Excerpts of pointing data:
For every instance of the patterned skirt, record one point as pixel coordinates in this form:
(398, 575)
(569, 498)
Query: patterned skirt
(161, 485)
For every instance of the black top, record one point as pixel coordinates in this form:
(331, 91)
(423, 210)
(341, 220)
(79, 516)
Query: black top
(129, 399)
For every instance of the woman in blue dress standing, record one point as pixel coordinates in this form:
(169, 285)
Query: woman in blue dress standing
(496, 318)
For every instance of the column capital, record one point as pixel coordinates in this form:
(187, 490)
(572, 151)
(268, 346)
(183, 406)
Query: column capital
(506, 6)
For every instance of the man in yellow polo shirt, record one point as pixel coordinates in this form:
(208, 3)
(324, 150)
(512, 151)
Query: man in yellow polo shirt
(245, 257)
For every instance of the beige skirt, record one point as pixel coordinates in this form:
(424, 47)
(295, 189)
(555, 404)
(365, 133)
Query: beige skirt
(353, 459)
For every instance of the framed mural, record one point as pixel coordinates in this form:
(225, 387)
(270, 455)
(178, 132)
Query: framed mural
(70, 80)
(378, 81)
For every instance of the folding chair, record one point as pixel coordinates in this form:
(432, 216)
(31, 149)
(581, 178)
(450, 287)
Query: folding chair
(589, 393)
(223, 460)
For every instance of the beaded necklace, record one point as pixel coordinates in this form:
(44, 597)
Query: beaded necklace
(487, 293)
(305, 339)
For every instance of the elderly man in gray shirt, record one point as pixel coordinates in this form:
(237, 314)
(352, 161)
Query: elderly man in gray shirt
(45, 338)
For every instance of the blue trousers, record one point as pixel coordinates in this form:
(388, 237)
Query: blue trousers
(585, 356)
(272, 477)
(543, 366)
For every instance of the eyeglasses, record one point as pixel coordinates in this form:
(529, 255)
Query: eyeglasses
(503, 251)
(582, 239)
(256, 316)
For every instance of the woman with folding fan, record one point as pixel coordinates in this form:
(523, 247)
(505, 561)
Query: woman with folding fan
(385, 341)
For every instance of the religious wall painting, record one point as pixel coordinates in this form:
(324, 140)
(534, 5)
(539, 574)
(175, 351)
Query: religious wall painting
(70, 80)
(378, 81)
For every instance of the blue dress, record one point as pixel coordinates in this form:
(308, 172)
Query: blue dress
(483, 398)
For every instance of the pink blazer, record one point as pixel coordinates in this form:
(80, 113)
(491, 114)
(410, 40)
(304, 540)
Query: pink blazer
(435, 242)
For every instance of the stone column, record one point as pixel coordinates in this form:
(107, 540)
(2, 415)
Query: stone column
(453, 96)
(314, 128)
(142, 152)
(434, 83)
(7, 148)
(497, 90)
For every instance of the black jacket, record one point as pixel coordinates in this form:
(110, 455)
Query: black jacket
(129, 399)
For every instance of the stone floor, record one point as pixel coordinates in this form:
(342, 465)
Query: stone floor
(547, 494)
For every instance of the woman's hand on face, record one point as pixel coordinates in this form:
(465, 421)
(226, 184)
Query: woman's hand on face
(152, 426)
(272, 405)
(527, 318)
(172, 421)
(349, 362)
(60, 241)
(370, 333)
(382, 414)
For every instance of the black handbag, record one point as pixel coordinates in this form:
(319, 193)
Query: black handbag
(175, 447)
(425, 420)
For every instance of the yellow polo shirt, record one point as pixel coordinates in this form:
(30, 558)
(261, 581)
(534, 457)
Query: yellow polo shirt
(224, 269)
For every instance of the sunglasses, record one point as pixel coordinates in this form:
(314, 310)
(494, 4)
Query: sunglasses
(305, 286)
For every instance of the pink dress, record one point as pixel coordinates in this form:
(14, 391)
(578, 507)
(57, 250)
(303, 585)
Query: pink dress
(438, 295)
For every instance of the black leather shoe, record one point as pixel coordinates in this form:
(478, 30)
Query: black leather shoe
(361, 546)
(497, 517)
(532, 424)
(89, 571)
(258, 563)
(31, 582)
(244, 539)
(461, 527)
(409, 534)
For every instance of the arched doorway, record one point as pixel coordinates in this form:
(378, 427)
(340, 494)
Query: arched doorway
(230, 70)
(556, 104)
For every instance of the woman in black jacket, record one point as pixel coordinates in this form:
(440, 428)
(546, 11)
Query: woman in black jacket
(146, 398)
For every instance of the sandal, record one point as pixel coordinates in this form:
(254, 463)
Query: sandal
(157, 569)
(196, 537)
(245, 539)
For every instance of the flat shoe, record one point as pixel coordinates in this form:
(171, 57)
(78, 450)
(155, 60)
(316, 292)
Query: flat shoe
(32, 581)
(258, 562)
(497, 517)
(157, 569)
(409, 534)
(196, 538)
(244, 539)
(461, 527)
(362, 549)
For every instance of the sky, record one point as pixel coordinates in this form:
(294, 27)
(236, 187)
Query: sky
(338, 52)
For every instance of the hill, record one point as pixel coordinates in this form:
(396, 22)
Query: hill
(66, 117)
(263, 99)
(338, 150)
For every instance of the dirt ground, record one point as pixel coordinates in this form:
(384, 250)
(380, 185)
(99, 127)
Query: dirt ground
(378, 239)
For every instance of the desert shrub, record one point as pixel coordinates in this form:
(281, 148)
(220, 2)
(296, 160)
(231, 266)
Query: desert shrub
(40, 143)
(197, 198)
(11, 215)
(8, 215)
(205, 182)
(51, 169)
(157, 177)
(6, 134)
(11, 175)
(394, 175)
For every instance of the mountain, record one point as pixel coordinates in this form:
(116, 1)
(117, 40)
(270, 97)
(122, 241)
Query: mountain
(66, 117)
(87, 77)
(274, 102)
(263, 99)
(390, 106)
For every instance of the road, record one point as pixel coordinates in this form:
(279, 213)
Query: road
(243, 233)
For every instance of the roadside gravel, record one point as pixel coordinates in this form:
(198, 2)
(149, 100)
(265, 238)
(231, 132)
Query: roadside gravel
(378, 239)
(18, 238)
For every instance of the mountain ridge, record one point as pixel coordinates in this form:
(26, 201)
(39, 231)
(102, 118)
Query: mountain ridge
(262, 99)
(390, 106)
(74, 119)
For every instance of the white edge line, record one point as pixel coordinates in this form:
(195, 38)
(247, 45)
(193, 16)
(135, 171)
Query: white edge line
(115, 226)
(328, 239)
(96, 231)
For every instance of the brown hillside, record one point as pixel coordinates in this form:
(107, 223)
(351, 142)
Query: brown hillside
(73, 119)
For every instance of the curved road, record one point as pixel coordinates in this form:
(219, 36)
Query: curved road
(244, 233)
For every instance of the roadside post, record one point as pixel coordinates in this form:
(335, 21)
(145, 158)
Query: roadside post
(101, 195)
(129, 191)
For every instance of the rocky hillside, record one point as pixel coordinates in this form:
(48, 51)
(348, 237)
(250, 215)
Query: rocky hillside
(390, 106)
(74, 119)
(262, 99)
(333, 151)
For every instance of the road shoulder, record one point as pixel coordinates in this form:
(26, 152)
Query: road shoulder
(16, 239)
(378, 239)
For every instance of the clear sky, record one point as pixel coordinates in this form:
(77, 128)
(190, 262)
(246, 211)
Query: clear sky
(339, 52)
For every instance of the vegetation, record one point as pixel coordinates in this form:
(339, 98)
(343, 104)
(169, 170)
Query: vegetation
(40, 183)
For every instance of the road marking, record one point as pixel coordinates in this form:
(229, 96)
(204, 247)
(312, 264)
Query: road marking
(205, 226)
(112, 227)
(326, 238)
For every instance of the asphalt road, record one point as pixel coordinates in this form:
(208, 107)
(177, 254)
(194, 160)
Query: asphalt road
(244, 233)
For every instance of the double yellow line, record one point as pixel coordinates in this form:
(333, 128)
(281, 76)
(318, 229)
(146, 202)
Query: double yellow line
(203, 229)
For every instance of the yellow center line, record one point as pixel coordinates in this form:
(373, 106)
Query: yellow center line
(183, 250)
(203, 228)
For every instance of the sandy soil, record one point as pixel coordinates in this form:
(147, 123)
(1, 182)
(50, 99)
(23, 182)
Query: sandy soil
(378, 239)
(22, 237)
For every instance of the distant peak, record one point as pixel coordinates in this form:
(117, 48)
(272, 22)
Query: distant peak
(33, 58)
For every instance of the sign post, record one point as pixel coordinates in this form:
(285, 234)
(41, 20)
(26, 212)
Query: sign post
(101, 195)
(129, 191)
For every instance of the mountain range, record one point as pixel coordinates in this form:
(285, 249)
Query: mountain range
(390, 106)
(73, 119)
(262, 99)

*YOUR OBJECTIVE*. Copy out the lines of the entries verbatim, starting at the line that contains "For every instance of the mountain range, record" and ending at the final line of the entries, both included.

*ANSWER TO THIS EXERCISE*.
For every instance of the mountain range, record one point as pixel coordinates in this form:
(285, 249)
Query: mountain range
(390, 106)
(73, 119)
(262, 99)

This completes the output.